Je ferai d’abord un survol de la transition d’un modèle à l’autre au cours du dernier siècle. Je traiterai ensuite des efforts déployés par la Cour suprême du Canada pour intégrer le régime moderne de réglementation à notre conception traditionnelle de la primauté du droit. Selon moi, on peut relever quatre périodes jurisprudentielles : la période de confrontation, la période de déférence contextuelle, la période de recherche de normes de contrôle et, enfin, la période de consolidation, qu’on pourrait aussi appeler plus simplement « période de stabilisation ».

La toile de fond : la transition du régime traditionnel à l’État régulateur moderne

Dans le régime traditionnel de gouvernance, le Parlement et les législatures adoptent les lois, ensuite l’exécutif les met en œuvre et les fait respecter et, enfin, les tribunaux interprètent et appliquent ces lois lorsqu’ils tranchent les litiges qui leur sont soumis. Le Code criminel constitue un bon exemple de cette approche traditionnelle. Le Parlement fait des lois qui établissent des crimes. Si une personne viole ces lois, elle est alors poursuivie par les représentants du ministère public, puis jugée par les tribunaux.

Dans ce modèle traditionnel, l’exécutif jouait un rôle relativement modeste. Ses fonctions étaient exercées par les ministres et leurs délégués immédiats. Ce modèle simple a toutefois évolué vers une forme de gouvernance plus complexe. Dans ce nouveau modèle, dont les origines remontent à plus d’un siècle, les législateurs ne se contentaient pas d’édicter des lois disant aux gens ce qu’ils pouvaient et ne pouvaient pas faire. Les gouvernements ont plutôt commencé à instaurer des cadres administratifs visant à régir certains secteurs de l’activité humaine, donnant ainsi naissance à l’État régulateur moderne.

Typiquement, un tel « régime administratif » — pour reprendre le vocable qui s’est imposé pour désigner ces arrangements — énonçait, dans une loi générale, les grands objectifs et mécanismes arrêtés par le législateur. Toutefois, contrairement aux régimes traditionnels, le gros de la gouvernance se faisait désormais par voie réglementaire, conformément à des décrets de l’exécutif. Divers organismes ont été créés pour administrer ces règles gouvernementales. Il était possible qu’une commission assume la responsabilité générale en matière de surveillance et d’élaboration de politiques, mais le régime comportait inévitablement aussi un tribunal administratif — à savoir un groupe de personnes nommées par le gouvernement sur une base permanente, semi-permanente ou ponctuelle pour trancher les litiges opposant des citoyens et l’État, et parfois des citoyens entre eux.

Exercice proposé 1: Ces trois affirmations concordent-elles avec le texte sur l’État régulateur moderne : (a) le texte distingue quatre périodes jurisprudentielles ; (b) dans le modèle traditionnel, l’exécutif jouait un rôle de premier plan ; (c) le tribunal administratif tranche uniquement des litiges entre citoyens ? Répondez par oui ou par non pour chacune, en citant mot pour mot les termes du texte qui tranchent.

Données à traiter:
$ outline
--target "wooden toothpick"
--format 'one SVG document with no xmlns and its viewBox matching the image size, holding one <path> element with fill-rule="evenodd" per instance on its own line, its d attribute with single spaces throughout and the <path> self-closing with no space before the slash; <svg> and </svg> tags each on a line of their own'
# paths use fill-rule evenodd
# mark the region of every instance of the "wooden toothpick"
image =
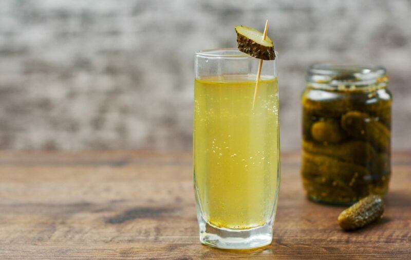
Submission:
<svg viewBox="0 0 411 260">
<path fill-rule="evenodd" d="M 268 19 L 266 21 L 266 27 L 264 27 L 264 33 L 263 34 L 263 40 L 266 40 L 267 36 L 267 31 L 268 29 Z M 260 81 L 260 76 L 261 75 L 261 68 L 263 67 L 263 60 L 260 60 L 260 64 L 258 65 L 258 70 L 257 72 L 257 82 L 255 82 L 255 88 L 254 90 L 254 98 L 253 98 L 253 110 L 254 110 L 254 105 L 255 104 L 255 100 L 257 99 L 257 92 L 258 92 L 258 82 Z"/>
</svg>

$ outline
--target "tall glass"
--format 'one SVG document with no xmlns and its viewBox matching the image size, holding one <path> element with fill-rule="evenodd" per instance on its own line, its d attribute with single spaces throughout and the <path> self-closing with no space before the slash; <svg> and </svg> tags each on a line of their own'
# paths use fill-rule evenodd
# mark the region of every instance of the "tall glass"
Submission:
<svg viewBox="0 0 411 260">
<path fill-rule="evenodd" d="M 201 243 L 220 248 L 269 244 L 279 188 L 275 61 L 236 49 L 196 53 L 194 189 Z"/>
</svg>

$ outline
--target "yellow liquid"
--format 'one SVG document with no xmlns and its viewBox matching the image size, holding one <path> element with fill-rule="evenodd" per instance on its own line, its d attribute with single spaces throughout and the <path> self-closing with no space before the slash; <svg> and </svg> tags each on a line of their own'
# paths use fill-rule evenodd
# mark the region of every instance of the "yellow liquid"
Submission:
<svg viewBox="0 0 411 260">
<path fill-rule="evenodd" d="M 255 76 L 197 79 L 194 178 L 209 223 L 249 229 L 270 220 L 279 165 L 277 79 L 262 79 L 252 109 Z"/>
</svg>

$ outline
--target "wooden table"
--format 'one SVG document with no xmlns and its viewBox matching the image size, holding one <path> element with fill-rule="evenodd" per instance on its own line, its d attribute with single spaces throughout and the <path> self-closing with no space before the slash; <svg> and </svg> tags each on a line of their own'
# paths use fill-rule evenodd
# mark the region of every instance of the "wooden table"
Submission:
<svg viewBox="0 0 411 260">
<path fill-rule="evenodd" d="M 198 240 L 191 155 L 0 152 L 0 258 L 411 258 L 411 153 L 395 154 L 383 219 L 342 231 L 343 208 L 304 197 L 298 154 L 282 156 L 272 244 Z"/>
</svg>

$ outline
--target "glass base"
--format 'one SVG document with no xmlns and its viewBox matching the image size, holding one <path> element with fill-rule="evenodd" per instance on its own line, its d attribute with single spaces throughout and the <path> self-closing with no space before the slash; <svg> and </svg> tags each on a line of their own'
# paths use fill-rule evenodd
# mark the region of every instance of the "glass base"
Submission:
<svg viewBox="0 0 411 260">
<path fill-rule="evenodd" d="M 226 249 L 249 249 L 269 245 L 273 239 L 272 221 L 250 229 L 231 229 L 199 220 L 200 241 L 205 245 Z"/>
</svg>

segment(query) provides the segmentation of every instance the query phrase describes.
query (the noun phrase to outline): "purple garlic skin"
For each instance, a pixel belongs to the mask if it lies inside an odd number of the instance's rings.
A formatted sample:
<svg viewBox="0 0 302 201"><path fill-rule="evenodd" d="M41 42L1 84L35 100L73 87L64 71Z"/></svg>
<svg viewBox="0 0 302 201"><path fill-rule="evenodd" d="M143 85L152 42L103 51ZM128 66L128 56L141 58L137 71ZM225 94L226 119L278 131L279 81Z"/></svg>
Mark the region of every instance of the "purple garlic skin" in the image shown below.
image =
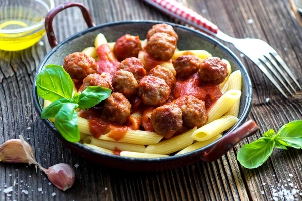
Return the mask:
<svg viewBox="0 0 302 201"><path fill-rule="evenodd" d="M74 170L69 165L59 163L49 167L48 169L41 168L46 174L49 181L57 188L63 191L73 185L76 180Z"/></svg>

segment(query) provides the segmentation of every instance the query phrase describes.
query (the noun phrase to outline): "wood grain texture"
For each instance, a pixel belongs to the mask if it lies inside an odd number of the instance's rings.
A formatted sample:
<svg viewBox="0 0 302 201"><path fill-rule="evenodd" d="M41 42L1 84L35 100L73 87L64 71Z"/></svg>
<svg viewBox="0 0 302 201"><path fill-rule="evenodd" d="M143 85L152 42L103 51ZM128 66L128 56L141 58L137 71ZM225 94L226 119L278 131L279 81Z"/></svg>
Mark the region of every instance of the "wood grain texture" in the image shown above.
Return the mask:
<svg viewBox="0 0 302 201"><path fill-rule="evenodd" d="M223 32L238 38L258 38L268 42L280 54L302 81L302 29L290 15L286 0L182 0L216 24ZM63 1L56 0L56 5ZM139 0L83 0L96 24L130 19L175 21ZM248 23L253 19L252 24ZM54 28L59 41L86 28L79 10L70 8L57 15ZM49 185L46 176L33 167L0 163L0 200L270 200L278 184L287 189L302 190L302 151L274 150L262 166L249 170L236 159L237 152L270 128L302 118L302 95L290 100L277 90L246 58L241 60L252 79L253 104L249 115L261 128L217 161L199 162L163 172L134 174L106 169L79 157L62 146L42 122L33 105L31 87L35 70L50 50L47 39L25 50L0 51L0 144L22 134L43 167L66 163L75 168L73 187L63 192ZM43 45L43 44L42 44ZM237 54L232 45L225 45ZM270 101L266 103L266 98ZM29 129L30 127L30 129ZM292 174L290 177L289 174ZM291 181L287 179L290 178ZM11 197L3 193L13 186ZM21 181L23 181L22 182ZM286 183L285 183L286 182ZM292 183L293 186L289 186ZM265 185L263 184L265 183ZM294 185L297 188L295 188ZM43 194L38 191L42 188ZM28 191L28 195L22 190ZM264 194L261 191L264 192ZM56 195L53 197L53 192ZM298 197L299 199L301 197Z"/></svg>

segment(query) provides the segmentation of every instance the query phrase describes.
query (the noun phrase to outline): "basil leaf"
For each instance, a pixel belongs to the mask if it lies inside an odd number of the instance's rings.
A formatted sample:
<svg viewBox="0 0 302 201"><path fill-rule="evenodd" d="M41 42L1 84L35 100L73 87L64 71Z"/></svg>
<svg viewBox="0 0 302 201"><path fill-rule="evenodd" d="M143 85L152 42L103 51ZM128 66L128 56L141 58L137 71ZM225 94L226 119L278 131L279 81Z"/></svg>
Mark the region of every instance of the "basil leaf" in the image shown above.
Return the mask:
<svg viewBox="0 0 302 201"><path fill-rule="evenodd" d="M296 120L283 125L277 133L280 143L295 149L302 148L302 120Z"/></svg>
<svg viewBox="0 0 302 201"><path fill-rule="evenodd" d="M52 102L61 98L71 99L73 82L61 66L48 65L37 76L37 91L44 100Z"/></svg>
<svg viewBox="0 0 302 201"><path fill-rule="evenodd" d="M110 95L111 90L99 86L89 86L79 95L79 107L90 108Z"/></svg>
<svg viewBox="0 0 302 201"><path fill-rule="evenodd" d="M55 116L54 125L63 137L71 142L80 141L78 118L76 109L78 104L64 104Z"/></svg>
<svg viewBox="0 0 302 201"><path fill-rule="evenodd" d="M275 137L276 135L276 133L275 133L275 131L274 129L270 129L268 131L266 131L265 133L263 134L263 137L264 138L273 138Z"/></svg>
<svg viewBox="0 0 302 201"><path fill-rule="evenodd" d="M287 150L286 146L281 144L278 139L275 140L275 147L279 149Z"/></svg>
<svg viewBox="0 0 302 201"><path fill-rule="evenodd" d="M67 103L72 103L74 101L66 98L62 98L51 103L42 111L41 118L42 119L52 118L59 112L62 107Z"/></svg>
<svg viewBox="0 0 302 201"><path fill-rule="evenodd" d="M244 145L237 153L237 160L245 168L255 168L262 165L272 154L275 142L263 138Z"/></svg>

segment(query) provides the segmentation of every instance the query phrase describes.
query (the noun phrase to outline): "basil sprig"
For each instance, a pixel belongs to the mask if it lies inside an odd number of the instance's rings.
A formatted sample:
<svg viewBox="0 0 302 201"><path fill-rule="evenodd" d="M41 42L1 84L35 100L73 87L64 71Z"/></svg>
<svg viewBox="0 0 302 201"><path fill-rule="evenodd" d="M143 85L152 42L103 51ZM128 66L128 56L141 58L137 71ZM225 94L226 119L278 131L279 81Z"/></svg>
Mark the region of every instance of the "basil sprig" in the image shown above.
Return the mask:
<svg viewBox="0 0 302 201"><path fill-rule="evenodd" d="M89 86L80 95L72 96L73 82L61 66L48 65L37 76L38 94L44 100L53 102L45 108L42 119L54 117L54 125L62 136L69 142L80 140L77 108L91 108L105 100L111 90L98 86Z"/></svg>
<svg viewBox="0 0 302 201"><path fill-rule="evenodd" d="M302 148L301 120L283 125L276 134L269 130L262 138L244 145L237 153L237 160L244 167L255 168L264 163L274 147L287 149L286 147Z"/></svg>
* * *
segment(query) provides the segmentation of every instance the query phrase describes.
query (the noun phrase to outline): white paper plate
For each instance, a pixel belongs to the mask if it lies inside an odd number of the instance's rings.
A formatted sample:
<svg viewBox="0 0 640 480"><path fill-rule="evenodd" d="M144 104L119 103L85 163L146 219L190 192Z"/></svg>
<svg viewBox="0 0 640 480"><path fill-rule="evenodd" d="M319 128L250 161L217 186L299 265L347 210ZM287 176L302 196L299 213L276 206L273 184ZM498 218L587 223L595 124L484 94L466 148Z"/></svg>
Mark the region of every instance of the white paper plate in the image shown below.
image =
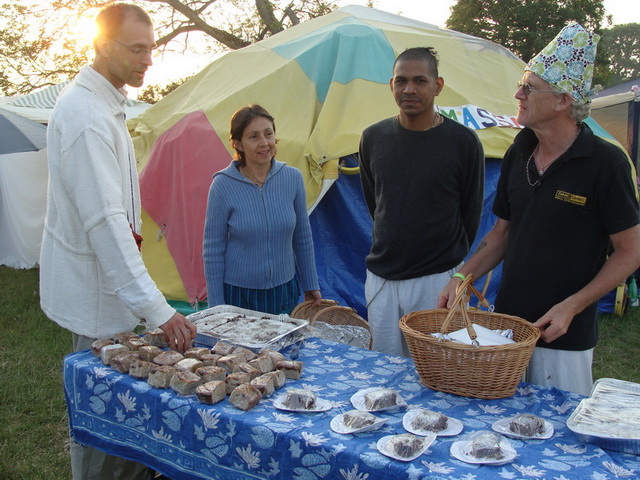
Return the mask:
...
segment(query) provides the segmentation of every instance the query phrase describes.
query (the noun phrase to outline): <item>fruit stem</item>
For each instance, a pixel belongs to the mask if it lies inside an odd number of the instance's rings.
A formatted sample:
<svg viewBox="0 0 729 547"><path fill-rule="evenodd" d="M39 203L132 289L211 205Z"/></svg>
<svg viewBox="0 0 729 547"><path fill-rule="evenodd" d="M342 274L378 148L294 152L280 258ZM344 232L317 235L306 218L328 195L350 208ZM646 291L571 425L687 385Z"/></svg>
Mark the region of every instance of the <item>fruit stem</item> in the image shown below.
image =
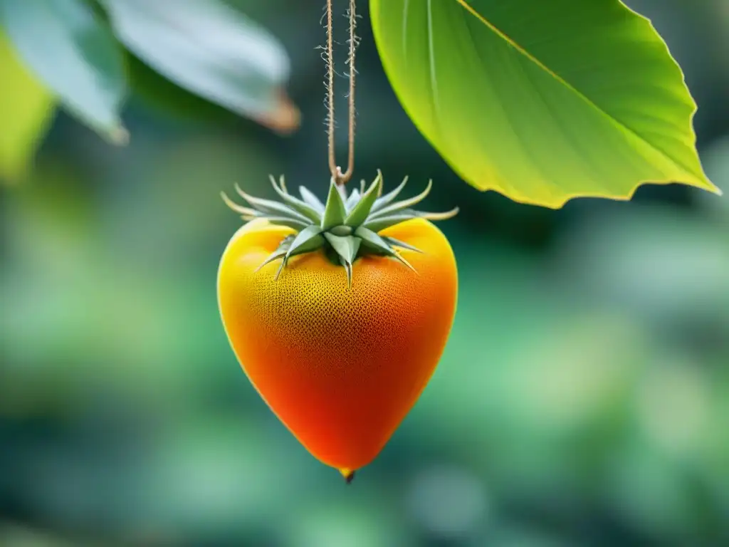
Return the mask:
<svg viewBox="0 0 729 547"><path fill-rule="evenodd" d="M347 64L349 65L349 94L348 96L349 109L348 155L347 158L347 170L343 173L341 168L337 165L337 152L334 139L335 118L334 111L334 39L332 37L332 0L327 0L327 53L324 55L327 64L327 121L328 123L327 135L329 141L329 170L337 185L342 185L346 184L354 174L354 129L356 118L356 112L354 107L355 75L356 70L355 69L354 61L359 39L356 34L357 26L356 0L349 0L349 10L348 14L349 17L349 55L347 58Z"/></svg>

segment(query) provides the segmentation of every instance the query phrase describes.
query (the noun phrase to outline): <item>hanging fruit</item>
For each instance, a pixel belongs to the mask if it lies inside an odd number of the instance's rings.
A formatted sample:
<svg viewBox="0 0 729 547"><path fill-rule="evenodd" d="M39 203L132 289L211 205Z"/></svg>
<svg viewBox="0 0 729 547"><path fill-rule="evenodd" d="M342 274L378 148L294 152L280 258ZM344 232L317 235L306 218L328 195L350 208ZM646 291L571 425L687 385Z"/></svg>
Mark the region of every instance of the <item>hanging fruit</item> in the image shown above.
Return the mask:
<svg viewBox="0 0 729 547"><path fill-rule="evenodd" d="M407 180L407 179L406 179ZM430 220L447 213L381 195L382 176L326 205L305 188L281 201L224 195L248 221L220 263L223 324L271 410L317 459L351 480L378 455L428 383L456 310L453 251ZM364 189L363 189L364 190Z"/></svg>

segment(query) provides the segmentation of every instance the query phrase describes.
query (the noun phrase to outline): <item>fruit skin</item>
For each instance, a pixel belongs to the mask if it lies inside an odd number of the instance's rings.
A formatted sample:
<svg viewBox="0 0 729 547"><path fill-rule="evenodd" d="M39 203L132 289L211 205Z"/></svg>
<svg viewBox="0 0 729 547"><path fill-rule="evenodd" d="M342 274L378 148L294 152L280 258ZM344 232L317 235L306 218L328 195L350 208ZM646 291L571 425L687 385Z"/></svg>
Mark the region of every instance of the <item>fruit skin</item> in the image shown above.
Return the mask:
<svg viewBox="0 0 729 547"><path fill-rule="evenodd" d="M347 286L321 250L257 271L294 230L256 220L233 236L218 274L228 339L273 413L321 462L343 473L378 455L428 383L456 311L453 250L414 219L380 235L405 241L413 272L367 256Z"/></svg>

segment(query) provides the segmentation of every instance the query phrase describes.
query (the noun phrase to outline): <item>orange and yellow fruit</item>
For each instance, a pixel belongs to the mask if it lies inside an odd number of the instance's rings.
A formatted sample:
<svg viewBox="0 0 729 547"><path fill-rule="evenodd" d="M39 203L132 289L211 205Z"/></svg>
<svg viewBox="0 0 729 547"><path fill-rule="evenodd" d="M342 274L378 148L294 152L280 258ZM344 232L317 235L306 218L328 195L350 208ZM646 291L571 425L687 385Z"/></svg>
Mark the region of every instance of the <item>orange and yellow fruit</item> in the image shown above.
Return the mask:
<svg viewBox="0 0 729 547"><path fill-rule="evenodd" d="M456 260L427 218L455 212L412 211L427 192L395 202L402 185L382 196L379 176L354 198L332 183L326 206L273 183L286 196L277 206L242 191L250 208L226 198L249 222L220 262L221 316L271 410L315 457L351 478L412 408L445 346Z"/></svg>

Exercice proposé 2: Listez toutes les lignes des enregistrements qui contiennent la chaîne « stem ».

Réponse attendue 1:
(a) Oui : « on peut relever quatre périodes jurisprudentielles ».
(b) Non : « l’exécutif jouait un rôle relativement modeste ».
(c) Non : « pour trancher les litiges opposant des citoyens et l’État, et parfois des citoyens entre eux ».

Réponse attendue 2:
query (the noun phrase to outline): <item>fruit stem</item>
Mark the region of every instance of the <item>fruit stem</item> in the image shown below.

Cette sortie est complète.